Start of Page text

It can be seen from the analysis in Figure 4 that the high-stress zones of the bridge tower are mainly located at the middle and lower tower columns and the lower end of the upper tower columns. The high-stress zone of the main girder is mainly located in the range of No. 1∼12 segments. The magnitude of the high-stress zone and the transverse position of the main girder are different under different construction conditions. Generally speaking, the nonlinear stable stress is more than 2.5 times the nonlinear static force. Under the conditions of No. 23 and No.27 segments completed with a small bearing capacity safety factor, the maximum stress of the main beam (located in No. 3∼10 segments) is higher than the maximum stress of the tower column; when the bridge is completed and full of automobiles, the maximum stress of the tower column (mainly located in the middle tower column) is higher than the maximum stress of the main beam. This shows that, in the construction phase, the most likely form of instability failure of the structure will be the crushing of the main beam, and the most likely form of instability failure in the finished bridge state is the collapse of the tower. Given the inconvenience of stable control during the construction of the bridge, indirect control of the stress and deformation (deflection) of the structure during construction is required. It is recommended that during construction, according to the above results of nonlinear stability analysis, tracking and monitoring the segmental stresses that may occur in high-stress areas are necessary. Once the measured stress exceeds the stress obtained by nonlinear static analysis, the construction should be paused and the cause should be found as soon as possible. Thus, sudden failure of the structure can be avoided.

4. Model Experimental and Analysis

4.1. Model Design and Production

In general, the size of the model is large, and it is easy to obtain higher precision, but the model cost is high. Considering the difficulty of making the actual structure of the bridge and the requirement of measuring accuracy, the static stability experimental model has a scale ratio of 1:60; the main beam, the tower, and the main pier are made of plexiglass material; and the cable is made of high-strength steel wire rope. According to the calculation and analysis, the instability mode of the bridge in the finished bridge state is symmetrical. Considering the objective restrictive factors, only half-bridge experimental model is established.

End of Page text

_Short problem_: Carry the bridge stability text above forward from its last sentence.

Start of Extracted information

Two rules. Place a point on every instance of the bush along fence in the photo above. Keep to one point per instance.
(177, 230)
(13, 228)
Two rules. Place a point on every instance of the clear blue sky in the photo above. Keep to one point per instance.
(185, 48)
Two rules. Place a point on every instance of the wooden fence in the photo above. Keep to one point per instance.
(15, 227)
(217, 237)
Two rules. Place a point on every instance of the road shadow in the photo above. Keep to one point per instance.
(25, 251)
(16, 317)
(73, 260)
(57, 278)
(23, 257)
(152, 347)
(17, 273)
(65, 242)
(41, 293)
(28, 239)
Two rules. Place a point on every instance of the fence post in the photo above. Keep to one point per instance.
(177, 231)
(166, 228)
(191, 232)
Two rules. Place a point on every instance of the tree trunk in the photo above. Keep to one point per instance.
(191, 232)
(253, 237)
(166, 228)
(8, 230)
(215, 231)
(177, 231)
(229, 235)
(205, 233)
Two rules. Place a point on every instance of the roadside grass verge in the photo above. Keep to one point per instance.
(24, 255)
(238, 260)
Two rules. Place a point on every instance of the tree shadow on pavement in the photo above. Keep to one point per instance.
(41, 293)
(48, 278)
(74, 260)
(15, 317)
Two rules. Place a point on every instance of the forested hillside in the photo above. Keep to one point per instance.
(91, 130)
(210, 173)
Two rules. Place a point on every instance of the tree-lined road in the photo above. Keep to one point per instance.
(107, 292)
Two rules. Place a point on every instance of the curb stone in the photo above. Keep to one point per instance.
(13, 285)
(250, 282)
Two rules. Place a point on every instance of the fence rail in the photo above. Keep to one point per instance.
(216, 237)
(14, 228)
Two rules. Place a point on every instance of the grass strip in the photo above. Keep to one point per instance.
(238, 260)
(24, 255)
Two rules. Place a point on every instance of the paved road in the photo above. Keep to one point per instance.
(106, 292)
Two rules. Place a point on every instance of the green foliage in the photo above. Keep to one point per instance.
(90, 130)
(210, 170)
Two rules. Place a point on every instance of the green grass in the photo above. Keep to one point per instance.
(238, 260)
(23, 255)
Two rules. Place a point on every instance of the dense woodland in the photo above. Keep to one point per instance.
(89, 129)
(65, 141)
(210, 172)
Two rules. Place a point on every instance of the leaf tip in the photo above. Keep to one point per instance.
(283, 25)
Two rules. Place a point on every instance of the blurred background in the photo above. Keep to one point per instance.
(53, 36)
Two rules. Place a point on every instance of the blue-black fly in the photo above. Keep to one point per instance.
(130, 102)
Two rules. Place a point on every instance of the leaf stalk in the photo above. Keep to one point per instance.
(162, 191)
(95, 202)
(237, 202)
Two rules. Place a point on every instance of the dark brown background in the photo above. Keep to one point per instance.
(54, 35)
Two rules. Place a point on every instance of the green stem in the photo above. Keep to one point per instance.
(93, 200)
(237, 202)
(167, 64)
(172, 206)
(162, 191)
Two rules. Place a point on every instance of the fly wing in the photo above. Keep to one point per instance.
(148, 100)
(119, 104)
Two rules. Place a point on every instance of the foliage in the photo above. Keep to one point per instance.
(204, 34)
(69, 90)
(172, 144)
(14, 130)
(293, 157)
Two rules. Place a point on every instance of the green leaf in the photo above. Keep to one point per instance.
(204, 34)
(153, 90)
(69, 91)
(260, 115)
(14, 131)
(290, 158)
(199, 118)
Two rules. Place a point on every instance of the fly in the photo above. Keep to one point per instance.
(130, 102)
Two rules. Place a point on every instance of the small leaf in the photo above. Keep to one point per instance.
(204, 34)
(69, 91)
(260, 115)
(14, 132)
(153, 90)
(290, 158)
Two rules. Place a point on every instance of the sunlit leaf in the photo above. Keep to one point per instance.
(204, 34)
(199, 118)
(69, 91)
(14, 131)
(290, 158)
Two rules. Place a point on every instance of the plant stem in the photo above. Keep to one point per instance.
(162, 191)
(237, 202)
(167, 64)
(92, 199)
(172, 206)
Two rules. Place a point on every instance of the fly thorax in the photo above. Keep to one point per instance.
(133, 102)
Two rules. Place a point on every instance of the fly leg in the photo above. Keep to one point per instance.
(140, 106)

End of Extracted information

_Written response_:
For the convenience of production and the process of simulating the construction, the stiffening beam in the model is processed in seven segments and then bonded in the laboratory. The main beam is π-shaped rid section, seen in Figure 5. The section dimensions are similar to those of the original bridge, except that where the ribs are connected to the deck, a slight simplification is made for ease of manufacture. The height of the plexiglass tower and pier is 108.8 cm (anchorage zone of upper tower column) + 101.9 cm (middle tower column) + 63.8 cm (lower tower column) + 70 cm (main pier) = 344.5 cm. To ensure the lateral stability of the column, the middle cross beam and the lower beam are also made of plexiglass. The towers and piers are hollow boxes, and their inner and outer contour sizes are similar to the prototype, as shown in Figure 6. To anchor the pier to the ground, a 2 cm thick plexiglass plate is bonded to the root of the pier and the plate is anchored to the ground.


Figure 5 
Cross-sectional view of the main beam of the model/mm.
(a)
(a)
(b)
(b)
Figure 6 
Across and axial direction view of the tower/mm: (a) bridge in across direction and (b) bridge in the axial direction.

According to a similar relationship, the cable diameter of the model is less than 1 mm. Considering the existing commercial profiles and the safety, the full-bridge cable adopts two types of wire ropes with diameters of 2 mm and 3 mm. Among them, 0# and 24#∼27# are 3 mm diameter wire ropes, and the other cables are 2 mm diameter wire ropes.

The whole bridge has a total of 110 stayed cables, including 2 vertical slings. Each cable is anchored on both side walls of the main tower of the hollow box. The anchoring point of the cable on the main beam is 13.5 cm, and the cable is anchored by a special cable buckle. The cable tension adjustment is only carried out at the anchoring of the main beam. Due to the restraining effect of the side piers on the main beam, the side piers are welded with four No. 8 channel steels and the pull rods are used between the side piers. The side span anchor boxes are used to bear the bidirectional force of the bearing including tension and pressure. The actual bulk density of the plexiglass used in the model is , so the weight of the main beam should be 504 kg. The compensation weight of the tower is 510 kg by calculation. As for the stayed cables, the weight problem is not considered.

From the data of the real bridge, it can be seen that, in the range of 2 × 12 m (two roadway widths), the vehicle load is, and a similar relationship shows that the model is in the range of 2 × 20 cm the distributed load of the vehicle is 12.24 kg/m2. The experimental bridge during the hoisting process is shown in Figure 7.


Figure 7 
Experimental bridge model in hoisting stage.
4.2. Calculation and Analysis of the Model

Through theoretical analysis, it is helpful to know the mechanical performance of the bridge under static load and is benefit to choose the best control section in the experiment process [17]. In addition, the instability safety factor of the text bridge and its buckling mode can be predicted, and the degree of coincidence between the calculated value and the experimental value can also be checked. Therefore, it is necessary to perform a theoretical calculation analysis on the model bridge before the model test.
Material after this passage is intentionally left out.